Exercise prompt:
Retype the material, please. Every line must match.

Source data:
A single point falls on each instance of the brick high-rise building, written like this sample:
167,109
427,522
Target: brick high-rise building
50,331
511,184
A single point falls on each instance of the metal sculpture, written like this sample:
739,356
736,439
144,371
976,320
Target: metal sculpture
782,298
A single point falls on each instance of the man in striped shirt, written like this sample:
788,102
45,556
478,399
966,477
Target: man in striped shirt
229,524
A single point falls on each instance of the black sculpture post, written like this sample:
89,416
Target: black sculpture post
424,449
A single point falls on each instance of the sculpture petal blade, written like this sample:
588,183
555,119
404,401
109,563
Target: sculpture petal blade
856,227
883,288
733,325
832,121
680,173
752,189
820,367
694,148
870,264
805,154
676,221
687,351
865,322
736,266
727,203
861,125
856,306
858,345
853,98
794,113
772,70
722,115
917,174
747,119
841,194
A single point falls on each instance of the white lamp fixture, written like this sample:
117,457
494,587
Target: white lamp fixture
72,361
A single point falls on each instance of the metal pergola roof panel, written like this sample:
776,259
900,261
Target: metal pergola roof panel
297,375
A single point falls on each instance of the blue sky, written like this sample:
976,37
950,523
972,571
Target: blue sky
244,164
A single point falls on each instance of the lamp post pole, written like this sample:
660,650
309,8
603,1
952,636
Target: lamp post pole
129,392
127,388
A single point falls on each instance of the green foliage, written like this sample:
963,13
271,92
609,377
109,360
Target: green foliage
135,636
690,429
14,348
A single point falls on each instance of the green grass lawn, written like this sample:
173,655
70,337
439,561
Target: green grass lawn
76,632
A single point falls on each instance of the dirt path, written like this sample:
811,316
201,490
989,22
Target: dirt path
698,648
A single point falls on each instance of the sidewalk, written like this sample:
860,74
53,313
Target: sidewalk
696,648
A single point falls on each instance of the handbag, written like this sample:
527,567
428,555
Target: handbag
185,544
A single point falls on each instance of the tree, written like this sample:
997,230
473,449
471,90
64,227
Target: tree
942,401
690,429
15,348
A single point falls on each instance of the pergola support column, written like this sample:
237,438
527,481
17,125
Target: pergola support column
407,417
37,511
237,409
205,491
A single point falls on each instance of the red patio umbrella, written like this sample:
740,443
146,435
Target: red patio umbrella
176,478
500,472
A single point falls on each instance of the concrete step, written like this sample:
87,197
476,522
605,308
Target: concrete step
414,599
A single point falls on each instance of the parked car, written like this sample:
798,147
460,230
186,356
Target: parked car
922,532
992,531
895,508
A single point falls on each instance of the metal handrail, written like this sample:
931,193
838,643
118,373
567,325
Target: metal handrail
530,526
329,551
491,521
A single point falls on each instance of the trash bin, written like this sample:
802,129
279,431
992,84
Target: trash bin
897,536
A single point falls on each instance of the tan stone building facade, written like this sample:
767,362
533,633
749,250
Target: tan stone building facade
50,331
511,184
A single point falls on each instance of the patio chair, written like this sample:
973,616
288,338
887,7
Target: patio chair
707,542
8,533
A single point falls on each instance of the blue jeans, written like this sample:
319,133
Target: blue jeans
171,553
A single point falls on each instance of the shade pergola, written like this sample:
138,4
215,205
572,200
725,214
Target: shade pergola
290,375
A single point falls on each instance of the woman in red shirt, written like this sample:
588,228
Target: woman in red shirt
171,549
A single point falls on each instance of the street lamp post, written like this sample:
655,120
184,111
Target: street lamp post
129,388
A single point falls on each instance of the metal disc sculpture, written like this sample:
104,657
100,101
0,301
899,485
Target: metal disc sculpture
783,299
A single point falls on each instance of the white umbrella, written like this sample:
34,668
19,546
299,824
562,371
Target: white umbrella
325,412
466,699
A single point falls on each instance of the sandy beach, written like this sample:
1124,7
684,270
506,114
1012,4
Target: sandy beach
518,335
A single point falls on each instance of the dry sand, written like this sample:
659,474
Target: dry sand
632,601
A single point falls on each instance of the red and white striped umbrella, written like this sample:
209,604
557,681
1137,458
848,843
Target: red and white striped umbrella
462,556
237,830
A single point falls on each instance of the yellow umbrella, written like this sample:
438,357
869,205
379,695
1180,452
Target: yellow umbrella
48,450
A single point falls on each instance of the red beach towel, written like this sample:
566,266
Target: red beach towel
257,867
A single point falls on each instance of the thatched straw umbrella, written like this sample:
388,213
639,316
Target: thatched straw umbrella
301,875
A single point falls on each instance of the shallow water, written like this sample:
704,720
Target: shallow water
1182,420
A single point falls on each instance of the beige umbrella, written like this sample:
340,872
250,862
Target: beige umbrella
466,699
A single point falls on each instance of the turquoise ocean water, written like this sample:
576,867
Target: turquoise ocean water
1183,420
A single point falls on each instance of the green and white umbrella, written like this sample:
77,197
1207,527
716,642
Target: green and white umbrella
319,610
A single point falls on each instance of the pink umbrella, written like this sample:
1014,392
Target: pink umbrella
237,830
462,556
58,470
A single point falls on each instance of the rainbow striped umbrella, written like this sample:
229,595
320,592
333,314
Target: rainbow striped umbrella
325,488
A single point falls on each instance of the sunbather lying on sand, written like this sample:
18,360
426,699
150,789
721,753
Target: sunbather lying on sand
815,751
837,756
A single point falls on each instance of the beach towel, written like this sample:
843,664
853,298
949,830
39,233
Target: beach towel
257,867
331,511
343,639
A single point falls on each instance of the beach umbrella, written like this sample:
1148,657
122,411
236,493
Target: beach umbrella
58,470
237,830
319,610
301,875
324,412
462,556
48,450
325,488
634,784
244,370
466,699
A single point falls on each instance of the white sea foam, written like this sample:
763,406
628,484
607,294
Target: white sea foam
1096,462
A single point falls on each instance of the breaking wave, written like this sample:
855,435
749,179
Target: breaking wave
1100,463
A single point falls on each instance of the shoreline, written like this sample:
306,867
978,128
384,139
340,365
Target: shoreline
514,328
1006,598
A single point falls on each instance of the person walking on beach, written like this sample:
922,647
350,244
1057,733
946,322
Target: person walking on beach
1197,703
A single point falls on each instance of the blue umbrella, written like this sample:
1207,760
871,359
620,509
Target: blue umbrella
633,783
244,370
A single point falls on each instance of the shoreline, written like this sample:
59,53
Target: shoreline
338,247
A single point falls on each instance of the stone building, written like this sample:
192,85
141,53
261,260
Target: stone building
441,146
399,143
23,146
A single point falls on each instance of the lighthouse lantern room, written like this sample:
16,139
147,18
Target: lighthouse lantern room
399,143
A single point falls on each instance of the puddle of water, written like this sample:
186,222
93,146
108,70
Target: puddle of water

Answer area:
A single point falls on each instance of the brick high-rise building, written like this sample:
167,109
427,522
Target: brick high-rise building
50,331
511,184
A single point falls on each instance of the metal sculpture, written like this sample:
739,356
736,439
144,371
976,320
Target: metal sculpture
782,298
A single point falls on each instance of the man in striped shirt, written like this sample:
788,102
45,556
478,399
966,477
Target: man in striped shirt
229,524
A single point falls on each instance of the black sculpture post, written like this sample:
89,416
Target: black sculpture post
424,449
A single point falls on each instance of the sculpture petal blade, written like this sample:
588,183
555,119
404,401
109,563
Target: sculpture petal blade
856,227
883,288
733,325
832,121
680,173
752,189
820,367
694,148
870,264
805,154
676,221
687,351
865,322
736,266
727,203
861,125
856,306
858,345
853,98
794,113
772,70
722,115
917,174
747,119
841,194
A single point falls on each instance of the white lamp fixture, written like this sample:
117,457
494,587
Target: white lamp fixture
72,361
A single point falls on each instance of the metal pergola roof panel, written like this sample:
776,259
900,261
Target: metal pergola roof panel
297,375
A single point falls on each instance of the blue sky, written like this sample:
976,37
950,523
972,571
Target: blue sky
244,164
A single point falls on each instance of the lamp post pole, written like this sample:
660,650
309,8
603,1
952,636
Target: lamp post pole
129,392
127,388
A single point falls on each instance of the green foliage, written like this sample:
963,13
271,92
609,377
109,360
Target: green foliage
135,636
690,429
14,348
A single point falls on each instance of the green grass lawn, written like this sample:
173,655
70,337
439,561
Target: green grass lawn
76,632
A single point falls on each instance of the dirt path, written like this sample:
811,316
201,490
989,22
Target: dirt path
698,648
A single point falls on each instance of the sidewalk, written like this sample:
860,74
53,313
Target: sidewalk
696,648
A single point falls on each instance of the handbag, written like this sample:
527,567
428,555
Target: handbag
185,544
A single point falls on each instance of the tree, written like this sample:
997,230
473,449
471,90
64,227
Target: tree
942,401
690,429
15,348
A single point falls on each instance of the pergola support column, written like this sample:
237,438
527,481
17,125
Target: pergola support column
407,417
37,511
237,409
205,491
A single point falls on each instance of the red patio umbrella, written like this sample:
740,443
146,435
Target: red patio umbrella
176,478
500,472
A single point falls on each instance of the concrete step, written like this sample:
87,197
476,522
605,308
Target: concrete step
414,599
A single point falls on each instance of the parked car, written like this sample:
798,147
460,230
186,356
Target: parked car
922,532
992,531
895,508
A single point falls on each instance of the metal handrail, written like this sample:
931,193
838,643
118,373
567,325
Target: metal handrail
530,526
329,551
491,521
A single point falls on each instance of the trash bin, written like this sample:
802,129
279,431
992,84
Target: trash bin
897,536
A single point falls on each instance of the tan stone building facade, written like this sample:
767,362
533,633
749,250
Target: tan stone building facade
50,331
511,184
A single point falls on each instance of the patio chair, written like this sample:
973,616
288,338
887,7
Target: patio chair
707,542
8,533
A single point falls on each instance of the blue jeans, written like this sample:
319,133
Target: blue jeans
171,553
A single point falls on each instance of the shade pergola, written like this sample:
138,4
215,205
572,200
725,214
Target: shade pergola
290,375
A single point falls on each instance of the woman in red shirt, written like this sample:
588,228
Target: woman in red shirt
171,549
A single point falls on each instance of the street lamp post, written like this sample:
655,120
184,111
Target: street lamp post
129,388
A single point falls on each instance of the metal disc sculpture, written like this sample:
104,657
100,101
0,301
899,485
Target: metal disc sculpture
783,299
A single point falls on each instance of the white umbrella, written like this sample:
34,668
19,546
299,824
562,371
Target: white umbrella
325,412
466,699
A single point falls on each instance of the sandy beach, written like this sample:
1124,7
684,270
506,114
1012,4
Target: sandy beach
518,335
A single point falls on each instance of the dry sand, written like this sample:
659,474
Target: dry sand
632,601
A single point falls on each instance of the red and white striped umbrella, written like this sample:
209,604
557,681
1137,458
848,843
Target: red and white striped umbrella
462,556
237,830
A single point falls on each instance of the yellow umbrella, written like this sample:
438,357
869,205
379,695
1180,452
Target: yellow umbrella
48,450
A single point falls on each instance of the red beach towel, written like this sample:
566,266
Target: red beach towel
257,867
A single point falls on each instance of the thatched straw umbrella, written like this sample:
388,213
639,316
Target: thatched straw umbrella
301,875
A single point falls on each instance of the shallow water, written like this sample:
704,720
Target: shallow water
1182,420
A single point falls on each instance of the beige umbrella, written like this sample:
340,872
250,862
Target: beige umbrella
466,699
A single point falls on each instance of the turquoise ocean water, written like this sample:
576,867
Target: turquoise ocean water
1183,420
A single point falls on each instance of the green and white umbrella, written like this sample:
77,197
1207,527
716,642
Target: green and white umbrella
319,610
A single point falls on each instance of the pink umbrella, written like this sample:
1014,392
Target: pink umbrella
237,830
462,556
58,470
A single point falls on each instance of the rainbow striped umbrella, written like this sample:
229,595
320,592
333,314
Target: rainbow striped umbrella
325,488
A single point falls on each instance of the sunbather lying on sand, written like this sample:
18,360
426,699
150,789
721,753
Target: sunbather lying on sand
815,751
837,756
A single point falls on each instance of the beach towel, written like this sample:
843,664
853,298
949,830
39,233
Target: beach towel
257,867
331,511
343,639
A single point falls on each instance of the beach umbrella, written like this sample:
1148,657
122,411
236,493
Target: beach umbrella
58,470
237,830
319,610
301,875
324,412
462,556
48,450
325,488
634,784
244,370
466,699
A single point falls on each instance of the white sea foam, written like this sample:
763,406
628,484
607,294
Target: white sea foam
1096,462
A single point falls on each instance of the breaking wave, written like this sample:
855,435
749,179
Target: breaking wave
1100,463
A single point falls on each instance of the shoreline, written like this sample:
306,867
978,128
384,139
340,365
Target: shoreline
514,328
1006,598
A single point falls on each instance of the person walking on beach, written like this sample:
922,647
350,244
1057,733
946,322
Target: person walking on beach
1197,703
A single point falls on each instance of the blue umbrella, written like this sample:
1207,760
871,359
620,509
Target: blue umbrella
633,783
244,370
A single point falls on each instance of the shoreline, written like this sample:
59,53
Target: shoreline
338,247
A single point falls on each instance of the stone building, written like this sample:
192,85
141,53
261,260
Target: stone building
441,146
399,143
23,146
A single point falls on each instance of the lighthouse lantern room, written like this sample:
16,139
147,18
Target: lighthouse lantern room
399,143
A single point falls on each instance of the puddle of water, written like this sample:
186,222
93,146
108,70
Target: puddle of water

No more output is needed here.